Nothing but the pictures should be left out when you copy the records exactly.

::: Raw data :::

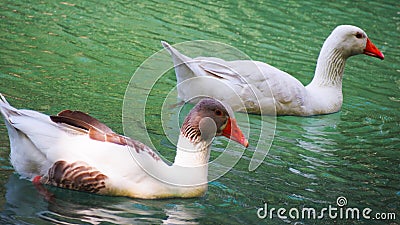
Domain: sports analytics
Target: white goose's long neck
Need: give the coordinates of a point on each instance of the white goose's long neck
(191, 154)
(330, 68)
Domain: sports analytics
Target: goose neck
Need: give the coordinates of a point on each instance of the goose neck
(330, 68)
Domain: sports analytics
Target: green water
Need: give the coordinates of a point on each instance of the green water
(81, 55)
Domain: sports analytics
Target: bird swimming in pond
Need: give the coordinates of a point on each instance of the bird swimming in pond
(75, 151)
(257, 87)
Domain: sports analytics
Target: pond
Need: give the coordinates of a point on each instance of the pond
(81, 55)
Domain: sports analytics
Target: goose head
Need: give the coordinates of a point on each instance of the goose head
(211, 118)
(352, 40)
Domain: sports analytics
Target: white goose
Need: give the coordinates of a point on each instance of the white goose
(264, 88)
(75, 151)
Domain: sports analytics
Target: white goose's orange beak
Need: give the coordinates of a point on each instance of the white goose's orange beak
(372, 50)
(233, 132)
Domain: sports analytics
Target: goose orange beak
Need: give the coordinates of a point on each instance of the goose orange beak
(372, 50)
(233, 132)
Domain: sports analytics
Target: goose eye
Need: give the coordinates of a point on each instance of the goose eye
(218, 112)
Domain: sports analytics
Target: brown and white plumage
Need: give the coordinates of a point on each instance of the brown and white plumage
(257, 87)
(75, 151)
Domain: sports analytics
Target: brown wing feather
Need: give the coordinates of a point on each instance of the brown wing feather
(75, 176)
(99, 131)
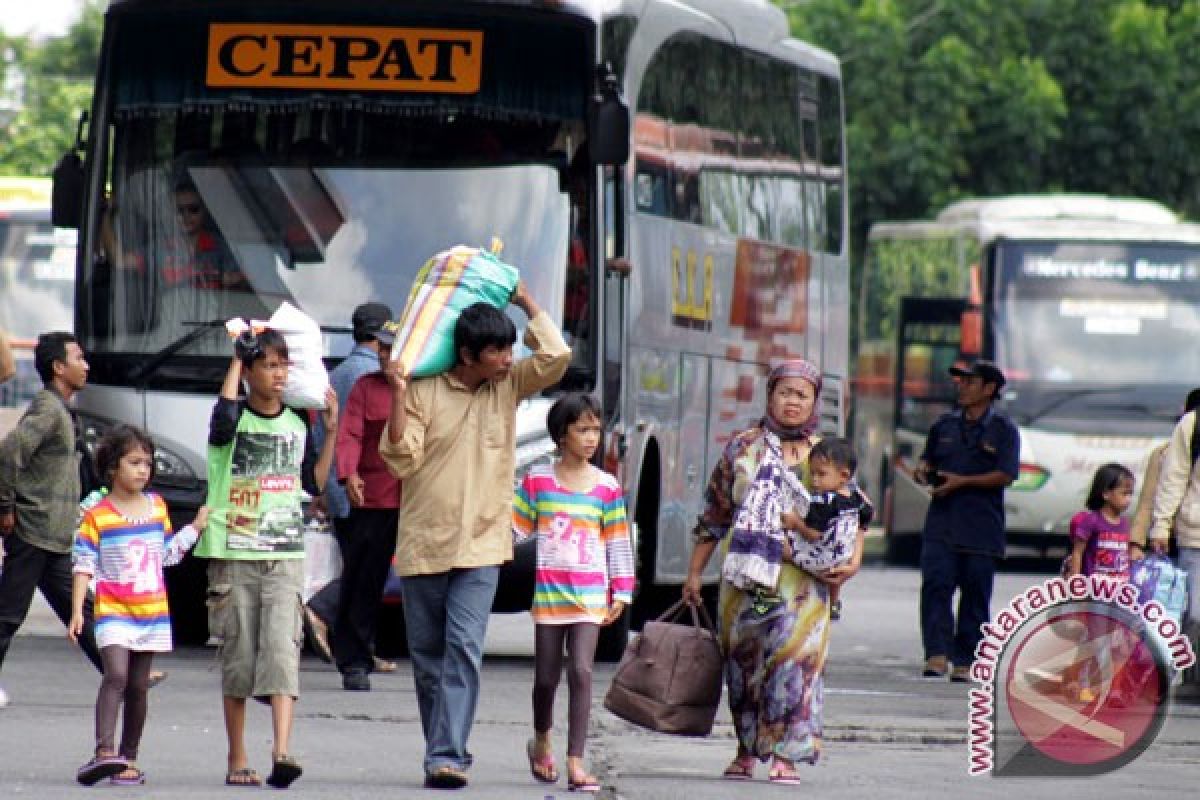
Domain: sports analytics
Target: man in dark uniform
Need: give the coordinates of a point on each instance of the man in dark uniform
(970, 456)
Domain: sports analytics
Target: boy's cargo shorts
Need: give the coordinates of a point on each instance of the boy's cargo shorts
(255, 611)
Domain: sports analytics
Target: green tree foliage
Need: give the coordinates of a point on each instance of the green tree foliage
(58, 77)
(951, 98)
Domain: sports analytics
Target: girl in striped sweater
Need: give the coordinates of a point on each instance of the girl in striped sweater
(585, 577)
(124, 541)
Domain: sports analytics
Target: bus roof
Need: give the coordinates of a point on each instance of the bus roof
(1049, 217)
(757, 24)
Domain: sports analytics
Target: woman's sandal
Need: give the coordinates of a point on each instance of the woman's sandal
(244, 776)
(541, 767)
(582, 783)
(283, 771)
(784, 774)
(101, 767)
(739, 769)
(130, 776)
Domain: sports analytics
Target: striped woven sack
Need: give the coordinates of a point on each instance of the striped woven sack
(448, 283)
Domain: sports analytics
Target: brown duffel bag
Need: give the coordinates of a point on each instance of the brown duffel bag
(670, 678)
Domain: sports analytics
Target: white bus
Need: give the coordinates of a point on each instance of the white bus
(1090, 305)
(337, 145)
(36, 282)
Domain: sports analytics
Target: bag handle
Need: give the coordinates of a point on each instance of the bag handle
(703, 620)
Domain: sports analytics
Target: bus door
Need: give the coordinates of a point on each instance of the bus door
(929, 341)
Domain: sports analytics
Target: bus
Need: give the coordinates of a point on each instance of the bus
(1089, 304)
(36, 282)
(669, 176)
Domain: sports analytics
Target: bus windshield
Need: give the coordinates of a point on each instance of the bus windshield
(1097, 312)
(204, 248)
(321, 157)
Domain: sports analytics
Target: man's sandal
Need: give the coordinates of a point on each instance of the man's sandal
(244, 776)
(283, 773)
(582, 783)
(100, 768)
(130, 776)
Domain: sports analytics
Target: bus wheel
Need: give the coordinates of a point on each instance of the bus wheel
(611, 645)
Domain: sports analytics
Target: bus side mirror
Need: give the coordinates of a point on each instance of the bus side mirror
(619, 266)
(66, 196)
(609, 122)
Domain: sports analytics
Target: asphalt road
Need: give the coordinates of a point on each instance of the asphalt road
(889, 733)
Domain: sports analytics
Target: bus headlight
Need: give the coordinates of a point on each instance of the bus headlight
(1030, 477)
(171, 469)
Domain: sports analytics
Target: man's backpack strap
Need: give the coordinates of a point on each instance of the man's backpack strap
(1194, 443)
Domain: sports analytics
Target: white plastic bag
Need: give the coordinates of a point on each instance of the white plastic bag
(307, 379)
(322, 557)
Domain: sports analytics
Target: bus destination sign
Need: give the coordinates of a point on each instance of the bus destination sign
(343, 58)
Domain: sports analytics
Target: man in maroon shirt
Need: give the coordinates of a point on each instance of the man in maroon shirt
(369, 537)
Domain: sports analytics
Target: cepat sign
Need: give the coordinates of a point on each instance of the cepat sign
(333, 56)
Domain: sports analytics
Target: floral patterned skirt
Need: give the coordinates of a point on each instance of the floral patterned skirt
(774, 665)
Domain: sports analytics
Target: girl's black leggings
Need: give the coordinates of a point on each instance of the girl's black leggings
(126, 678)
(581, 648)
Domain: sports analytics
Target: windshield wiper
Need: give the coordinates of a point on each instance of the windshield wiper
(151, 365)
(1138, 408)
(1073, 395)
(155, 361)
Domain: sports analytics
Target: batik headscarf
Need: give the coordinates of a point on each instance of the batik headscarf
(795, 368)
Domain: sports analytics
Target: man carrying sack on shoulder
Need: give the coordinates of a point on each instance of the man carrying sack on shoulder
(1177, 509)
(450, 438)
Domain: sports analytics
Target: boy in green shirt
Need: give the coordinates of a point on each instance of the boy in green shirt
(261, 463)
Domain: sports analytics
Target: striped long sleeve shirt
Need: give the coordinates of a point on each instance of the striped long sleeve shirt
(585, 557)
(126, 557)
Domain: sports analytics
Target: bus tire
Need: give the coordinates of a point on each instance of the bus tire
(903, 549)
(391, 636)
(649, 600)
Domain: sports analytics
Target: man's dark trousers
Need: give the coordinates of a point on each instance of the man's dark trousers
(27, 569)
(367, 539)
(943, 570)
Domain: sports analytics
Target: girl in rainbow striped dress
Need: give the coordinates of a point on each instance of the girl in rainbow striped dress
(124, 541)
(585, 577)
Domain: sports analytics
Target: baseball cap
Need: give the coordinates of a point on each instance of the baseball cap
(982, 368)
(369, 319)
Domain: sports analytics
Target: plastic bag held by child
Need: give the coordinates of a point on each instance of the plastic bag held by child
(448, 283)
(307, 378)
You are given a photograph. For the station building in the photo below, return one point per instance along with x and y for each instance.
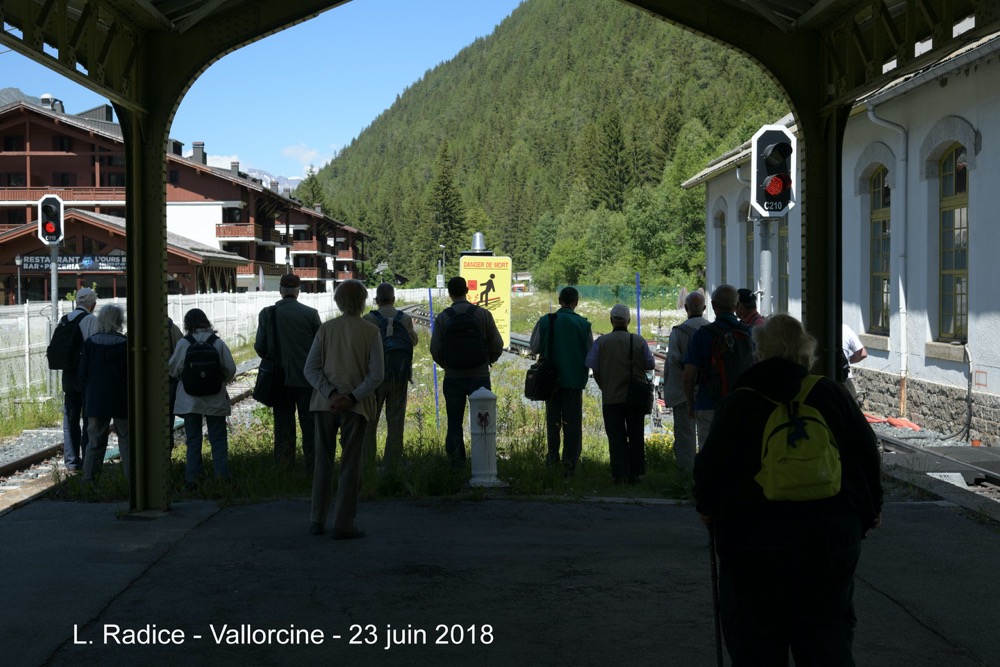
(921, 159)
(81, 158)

:::

_Solution for this exercise_
Domain: sports analytics
Target: white goose's long neck
Need: give the coordinates of a point on each instance of the white goose's long neck
(191, 154)
(330, 68)
Domain: sports analytics
Target: goose neck
Need: give the coordinates of a point on each instance of the goose neck
(330, 68)
Domain: sports analytics
Target: green water
Need: give the coordinates of a point on each instance of the green water
(81, 55)
Domain: sports analytics
Target: bird swimming in pond
Need: give the coordinates of a point on each instance of the bird swimming in pond
(75, 151)
(257, 87)
Domain: sports analytics
Target: pond
Need: give the coordinates of a point on each instance of the pond
(81, 55)
Domain: sports analytics
Target: goose head
Need: give the coordinates of a point on each instance of the goose head
(211, 118)
(352, 40)
Domain: sports analytics
Target: white goose
Need: give the coordinates of a point on each instance of the white goose
(264, 88)
(75, 151)
Domain: sports analytics
Target: white goose's orange beak
Need: give the coordinates of a point on each instance of the white goose's orange beak
(372, 50)
(233, 132)
Domain: sports analytics
Target: goose orange beak
Need: give the coordinates of a point on each instance of the goose orange beak
(372, 50)
(233, 132)
Domain: sports analytics
Target: goose eye
Need: give the coordinates of a point on each instance of the goose eye
(218, 112)
Domain: sports analytics
Target: brown and white plumage
Need: give the coordinates of a point on each instance of the brown and white plumage
(257, 87)
(75, 151)
Domain: sports analytics
Target: brown wing feather
Need: give the coordinates of a point on each instance of the brown wing feather
(75, 176)
(99, 131)
Domain: sports analytics
Target: man in dark uniform
Need: give the coordinates of a point on each instance of the man in dark uniform
(970, 456)
Domain: sports analytics
Target: boy's cargo shorts
Need: give the coordinates of a point on each instance of the boy's cargo shorts
(255, 611)
Domain: sports analytics
Target: green tree foliage
Need: give the coordinates of a point on each instance of the green tree foliage
(58, 77)
(951, 98)
Domain: sports analytics
Target: girl in striped sweater
Need: give the coordinates of a point on each instance of the girl in striped sweater
(585, 577)
(124, 541)
Domain: sports analytics
Target: bus roof
Need: give the coordinates of a point on each instance of the bus roof
(1049, 217)
(757, 24)
Domain: sports analytics
Target: woman's sandal
Need: give the coordinates of a point on each instance of the woman's sandal
(244, 776)
(541, 767)
(582, 783)
(283, 771)
(784, 774)
(101, 767)
(739, 769)
(130, 776)
Domain: sports analytics
Target: striped woven sack
Need: give the coordinates of a point on each instance of the striped woven sack
(448, 283)
Domain: sports analytics
Target: brown duffel bag
Need: give the coordinates of a point on each instance of the brown duffel bag
(670, 678)
Domain: sports analytics
Target: white bus
Need: give the coordinates of a point on each instance of the white bus
(1090, 305)
(337, 145)
(36, 282)
Domain: sports analytics
Target: bag handle
Need: give the coordinates of a point on each instance of the bag handle
(703, 620)
Domain: sports analytics
Target: bus door
Need: give the coordinates of a point on each instance of the bus door
(929, 341)
Domain: sports analytics
Target: bus
Need: give the coordinates of a point on each instance of the bus
(1089, 304)
(36, 282)
(669, 176)
Domain: sports analytics
Target: bus windshield
Need: give the coordinates of a point on each instance of the bus windshield
(1097, 312)
(204, 248)
(321, 157)
Domain: sports analytics
Target: man's sandal
Need: give the coordinates of a point on each instance of the man's sandal
(244, 776)
(283, 773)
(582, 783)
(100, 768)
(130, 776)
Domain: sports analytics
Target: bus wheel
Need: give the coordinates of a point on each instance of the bus wheel
(611, 645)
Domain: sports analytics
Target: bus side mirror
Need: give the coordinates of a point on each instance of the bus side mirror
(619, 266)
(66, 196)
(609, 122)
Domain: sports analytics
Target: asphalt road
Need: give the coordinates of a point on each instance of the asphalt road
(889, 733)
Domain: sports analytics
Target: bus headlight
Need: give the coordinates of a point on each instance of the bus headlight
(1030, 477)
(171, 469)
Domain: sports analytics
Target: man's backpack strap
Need: give the coordinates of a point on each instance of the man's backpack strap
(1194, 443)
Domain: sports analytics
Target: white plastic bag
Need: give the coordinates of a point on each instance of the white plastic bag
(307, 379)
(322, 557)
Domain: sports analytics
Target: bus destination sign
Need: give the coordinates of a point on each instance of the bus destination sign
(343, 58)
Domain: sports analytics
Target: man in maroon shirt
Need: give the coordinates of a point on each instance of the man in maroon shirt
(369, 537)
Domain: sports analytics
Target: cepat sign
Need: give the coordinates of a point on each instance of the cepat sign
(333, 56)
Domain: sports analytics
Target: floral patterned skirt
Need: give the coordinates of a point on each instance of the floral patterned skirt
(774, 665)
Domain: sports analytics
Target: girl's black leggings
Need: give the coordinates of a point on each instance of the girl's black leggings
(126, 678)
(581, 648)
Domain: sports analytics
Target: windshield wiper
Need: give the coordinates of a point on each instance of the windshield wiper
(151, 365)
(1138, 408)
(1073, 395)
(155, 361)
Domain: sports analytics
Target: batik headscarf
Need: give the coordinates of a point on each instance of the batik headscarf
(795, 368)
Domain: sports analytics
Target: man carrying sack on shoulder
Need: give the coordinates of a point on each instance of the man carrying sack on shoulder
(1177, 509)
(450, 438)
Domain: sports analytics
Target: boy in green shirt
Need: give the coordinates of a point on each instance of the boy in green shirt
(261, 463)
Domain: sports analytics
Target: striped long sleeve shirt
Need: give the coordinates of a point on each instance of the striped long sleeve shirt
(585, 557)
(126, 557)
Domain: sports analytics
Target: bus tire
Need: give the coordinates of a point on each instance of the bus tire
(903, 549)
(391, 636)
(649, 600)
Domain: sports analytics
Target: man's dark trousers
Need: give the coordinates of a point on each instance of the man's dark trousers
(27, 569)
(367, 539)
(943, 570)
Domain: sports analytics
Target: girl in rainbow striped dress
Need: give the coordinates of a point on each instance of the girl in rainbow striped dress
(124, 541)
(585, 577)
Domain: sports analytics
Target: baseball cap
Need: give the coordinates of a point on each instance of the baseball cap
(982, 368)
(369, 319)
Domain: sports analytics
Target: plastic bag held by child
Need: give the coordinates of a point on each instance of the plastic bag held by child
(448, 283)
(307, 378)
You are given a photograph. For the station building in the photo below, return one point per instance along with x and y for each instance.
(921, 159)
(81, 158)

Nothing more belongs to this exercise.